[Items from a dataset]
———

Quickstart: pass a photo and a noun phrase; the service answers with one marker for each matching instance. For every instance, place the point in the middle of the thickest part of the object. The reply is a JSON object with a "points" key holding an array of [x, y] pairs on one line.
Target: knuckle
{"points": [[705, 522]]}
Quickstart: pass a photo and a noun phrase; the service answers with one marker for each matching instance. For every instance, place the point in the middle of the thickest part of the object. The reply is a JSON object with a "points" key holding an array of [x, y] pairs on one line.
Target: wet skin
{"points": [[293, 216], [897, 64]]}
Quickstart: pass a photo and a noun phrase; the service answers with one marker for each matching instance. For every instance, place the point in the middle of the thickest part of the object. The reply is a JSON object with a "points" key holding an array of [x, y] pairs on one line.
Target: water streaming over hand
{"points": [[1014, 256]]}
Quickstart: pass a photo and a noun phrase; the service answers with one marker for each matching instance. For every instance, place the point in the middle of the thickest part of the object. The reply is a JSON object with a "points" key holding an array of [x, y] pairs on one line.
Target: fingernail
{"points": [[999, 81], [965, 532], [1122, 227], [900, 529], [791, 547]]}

———

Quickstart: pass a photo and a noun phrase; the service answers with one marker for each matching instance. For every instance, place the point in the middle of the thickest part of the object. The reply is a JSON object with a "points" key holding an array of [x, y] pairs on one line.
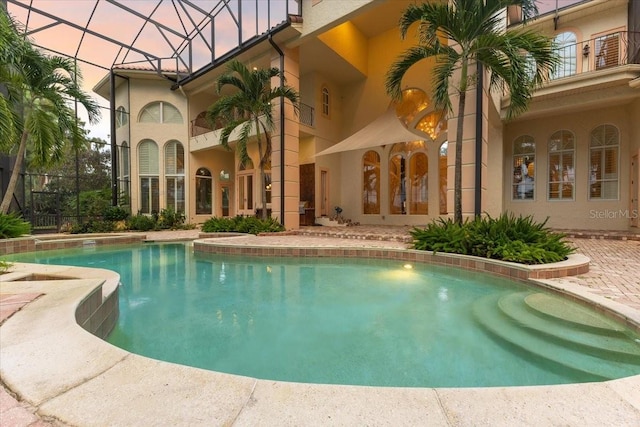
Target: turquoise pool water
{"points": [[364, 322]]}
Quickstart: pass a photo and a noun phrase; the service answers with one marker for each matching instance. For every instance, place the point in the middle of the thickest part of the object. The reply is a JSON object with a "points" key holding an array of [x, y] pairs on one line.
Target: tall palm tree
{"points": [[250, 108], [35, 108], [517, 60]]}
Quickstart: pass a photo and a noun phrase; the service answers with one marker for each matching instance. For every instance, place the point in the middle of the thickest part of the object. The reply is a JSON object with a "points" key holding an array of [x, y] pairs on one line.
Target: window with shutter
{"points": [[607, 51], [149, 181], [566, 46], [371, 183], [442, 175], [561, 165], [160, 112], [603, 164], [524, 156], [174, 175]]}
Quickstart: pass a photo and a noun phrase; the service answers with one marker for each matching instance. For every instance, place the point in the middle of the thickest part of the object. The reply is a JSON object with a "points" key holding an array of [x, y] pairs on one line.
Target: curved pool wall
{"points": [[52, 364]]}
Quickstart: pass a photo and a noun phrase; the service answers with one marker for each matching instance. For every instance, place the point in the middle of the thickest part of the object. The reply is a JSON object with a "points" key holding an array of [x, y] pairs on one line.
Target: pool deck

———

- **Work instruction**:
In the records above, find the line with "Target: turquoise pool water"; write out exactly that line and each one after it, stopping after the line with "Target: pool deck".

- **Answer for this exercise**:
Target: turquoise pool water
{"points": [[364, 322]]}
Quickstart: pass a photo and a noun phrase; the service answers with one marker for each matching instance. For every instance, place the point in the middle of the thickest part of the object. The reply is a JSON object with a "points" key holding an array of [x, y] pairs on one line.
Target: tall palm tree
{"points": [[250, 108], [35, 108], [517, 60]]}
Quickstart: pass a photo and a noun phrase; the service answers with one marker for each matching instance. For every instance, place the point in the middle of the thickest part of the object. The reply is a JSON object with a "points" key holding an array of [x, y] pairs on one line.
Target: window with shutter
{"points": [[607, 51], [149, 181], [566, 46], [371, 183], [442, 175], [561, 165], [160, 112], [603, 164], [524, 156], [174, 175]]}
Quickstart: pass a photo and a noun phrase; the service answers with one marker for each matching instance. For every instance, place the point in the middle of the thickest part of the object. The reply is a JSON object with a "points" key holding an array of [x, y] pairs on one line.
Target: curved pool wall
{"points": [[52, 364]]}
Quickstart: pass a photo and a noun phrase; the service answers with one marker for each matching instance. For every instance, place the point in the middle of the thickest part of the object. The reply is a JSON object with a "points" key holding an array of [x, y] pairs on one line.
Target: pool deck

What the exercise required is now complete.